* THE TASK:
Rewrite the listing, swapping every "Found at" for "Located at" and leaving everything else unchanged.

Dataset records
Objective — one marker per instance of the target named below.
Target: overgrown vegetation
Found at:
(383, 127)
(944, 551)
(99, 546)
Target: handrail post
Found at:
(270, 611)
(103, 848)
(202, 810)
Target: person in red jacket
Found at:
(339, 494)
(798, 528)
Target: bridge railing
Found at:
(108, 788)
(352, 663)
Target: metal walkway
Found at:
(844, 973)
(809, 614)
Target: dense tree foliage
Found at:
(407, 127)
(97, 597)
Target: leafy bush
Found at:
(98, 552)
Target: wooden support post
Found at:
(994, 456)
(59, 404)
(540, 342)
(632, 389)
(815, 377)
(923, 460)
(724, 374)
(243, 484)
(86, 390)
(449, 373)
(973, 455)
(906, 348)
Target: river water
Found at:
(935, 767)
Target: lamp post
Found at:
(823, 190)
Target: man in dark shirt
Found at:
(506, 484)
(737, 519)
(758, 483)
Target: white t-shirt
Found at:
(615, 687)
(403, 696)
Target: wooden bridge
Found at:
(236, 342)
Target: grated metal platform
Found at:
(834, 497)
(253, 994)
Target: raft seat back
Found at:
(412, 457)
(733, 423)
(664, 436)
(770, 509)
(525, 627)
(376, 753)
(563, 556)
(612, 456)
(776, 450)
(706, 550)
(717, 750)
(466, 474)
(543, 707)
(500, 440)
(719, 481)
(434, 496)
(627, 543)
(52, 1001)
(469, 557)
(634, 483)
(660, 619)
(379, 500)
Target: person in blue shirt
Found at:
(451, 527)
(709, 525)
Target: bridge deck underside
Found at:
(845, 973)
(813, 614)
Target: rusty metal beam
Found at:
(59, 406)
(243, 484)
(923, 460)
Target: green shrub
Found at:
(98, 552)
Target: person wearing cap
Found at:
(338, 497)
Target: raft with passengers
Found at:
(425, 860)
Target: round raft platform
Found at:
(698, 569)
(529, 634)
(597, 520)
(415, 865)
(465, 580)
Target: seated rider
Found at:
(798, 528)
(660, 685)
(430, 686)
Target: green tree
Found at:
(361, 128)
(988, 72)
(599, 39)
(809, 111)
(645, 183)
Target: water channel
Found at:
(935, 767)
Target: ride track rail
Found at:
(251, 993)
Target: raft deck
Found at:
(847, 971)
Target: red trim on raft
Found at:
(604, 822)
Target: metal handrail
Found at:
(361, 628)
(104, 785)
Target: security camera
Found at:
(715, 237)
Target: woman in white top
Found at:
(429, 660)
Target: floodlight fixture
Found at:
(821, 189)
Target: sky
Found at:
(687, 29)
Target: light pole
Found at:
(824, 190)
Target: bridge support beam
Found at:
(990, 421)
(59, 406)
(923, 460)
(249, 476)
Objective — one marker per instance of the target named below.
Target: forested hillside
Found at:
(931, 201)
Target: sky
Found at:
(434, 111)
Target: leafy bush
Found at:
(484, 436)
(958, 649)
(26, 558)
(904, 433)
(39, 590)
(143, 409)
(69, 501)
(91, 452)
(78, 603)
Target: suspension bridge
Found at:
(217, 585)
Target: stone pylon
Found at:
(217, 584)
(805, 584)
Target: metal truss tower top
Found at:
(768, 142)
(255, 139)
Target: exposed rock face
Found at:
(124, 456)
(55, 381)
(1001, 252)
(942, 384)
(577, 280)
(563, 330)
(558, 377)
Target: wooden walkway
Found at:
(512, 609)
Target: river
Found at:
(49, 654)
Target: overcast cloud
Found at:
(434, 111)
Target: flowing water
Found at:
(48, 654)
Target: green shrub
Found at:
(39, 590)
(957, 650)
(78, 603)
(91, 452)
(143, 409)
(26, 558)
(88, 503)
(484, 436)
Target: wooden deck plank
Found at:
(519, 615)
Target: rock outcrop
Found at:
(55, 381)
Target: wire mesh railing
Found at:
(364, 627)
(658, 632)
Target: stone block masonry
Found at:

* RESPONSE TO THIS EXERCISE:
Objective — one marker per instance of the target named below.
Target: overgrown vegetation
Located at:
(383, 127)
(944, 551)
(99, 546)
Target: handrail post
Located at:
(270, 611)
(103, 848)
(202, 810)
Target: person in red jacket
Located at:
(339, 494)
(798, 528)
Target: bridge railing
Located at:
(108, 788)
(352, 663)
Target: metal walkway
Located at:
(844, 973)
(809, 614)
Target: dense tree foliage
Located at:
(407, 127)
(97, 597)
Target: leafy bush
Located at:
(98, 552)
Target: wooden support post
Located at:
(994, 456)
(59, 404)
(540, 342)
(632, 389)
(815, 377)
(923, 460)
(724, 374)
(243, 484)
(86, 390)
(449, 373)
(973, 455)
(906, 348)
Target: river water
Located at:
(935, 767)
Target: lamp post
Located at:
(823, 190)
Target: man in dark shirt
Located at:
(506, 484)
(737, 519)
(758, 483)
Target: white t-shirt
Located at:
(615, 687)
(403, 696)
Target: wooden bridge
Located at:
(236, 342)
Target: grated metal platform
Located at:
(834, 497)
(253, 994)
Target: raft seat back
Located at:
(412, 457)
(733, 423)
(664, 436)
(770, 509)
(525, 627)
(376, 753)
(563, 556)
(612, 456)
(776, 450)
(706, 550)
(717, 750)
(466, 474)
(543, 707)
(500, 440)
(719, 481)
(434, 496)
(627, 543)
(52, 1001)
(469, 557)
(634, 483)
(660, 619)
(379, 500)
Target: person in blue shirt
Located at:
(451, 527)
(709, 525)
Target: bridge deck underside
Located at:
(845, 973)
(813, 614)
Target: rusty metal beam
Located at:
(59, 406)
(243, 484)
(923, 460)
Target: green shrub
Located at:
(98, 552)
Target: person wearing cap
Located at:
(338, 497)
Target: raft with passengers
Located at:
(425, 860)
Target: round raft platform
Located at:
(698, 569)
(529, 634)
(597, 520)
(415, 865)
(465, 580)
Target: seated rider
Located at:
(798, 528)
(660, 685)
(430, 686)
Target: green tree
Located at:
(361, 128)
(988, 72)
(599, 39)
(809, 111)
(645, 183)
Target: water channel
Located at:
(935, 767)
Target: ride track rail
Located at:
(251, 993)
Target: raft deck
Located at:
(847, 971)
Target: red trim on raft
Located at:
(604, 822)
Target: metal handrail
Located at:
(361, 628)
(104, 785)
Target: security camera
Located at:
(715, 237)
Target: woman in white top
Located at:
(429, 660)
Target: floodlight fixture
Located at:
(821, 189)
Target: sky
Located at:
(687, 29)
Target: light pole
Located at:
(824, 190)
Target: bridge support beam
Located at:
(990, 421)
(59, 406)
(923, 460)
(249, 476)
Objective — one marker per instance of the target named below.
Target: forested hillside
Located at:
(931, 201)
Target: sky
Located at:
(434, 111)
Target: leafy bush
Located at:
(484, 436)
(958, 649)
(26, 558)
(904, 433)
(39, 590)
(143, 409)
(69, 501)
(91, 452)
(78, 603)
Target: suspension bridge
Located at:
(217, 585)
Target: stone pylon
Located at:
(217, 584)
(805, 584)
Target: metal truss tower top
Located at:
(768, 142)
(255, 139)
Target: exposed rock face
Located at:
(124, 456)
(55, 381)
(1001, 252)
(942, 384)
(577, 280)
(563, 330)
(558, 377)
Target: wooden walkway
Located at:
(512, 609)
Target: river
Located at:
(49, 654)
Target: overcast cloud
Located at:
(434, 111)
Target: flowing water
Located at:
(48, 654)
Target: green shrub
Located at:
(39, 590)
(957, 650)
(78, 603)
(91, 452)
(143, 409)
(26, 558)
(88, 503)
(484, 436)
Target: wooden deck plank
Located at:
(519, 615)
Target: rock outcrop
Located at:
(55, 381)
Target: wire mesh railing
Located at:
(364, 627)
(658, 632)
Target: stone block masonry
Located at:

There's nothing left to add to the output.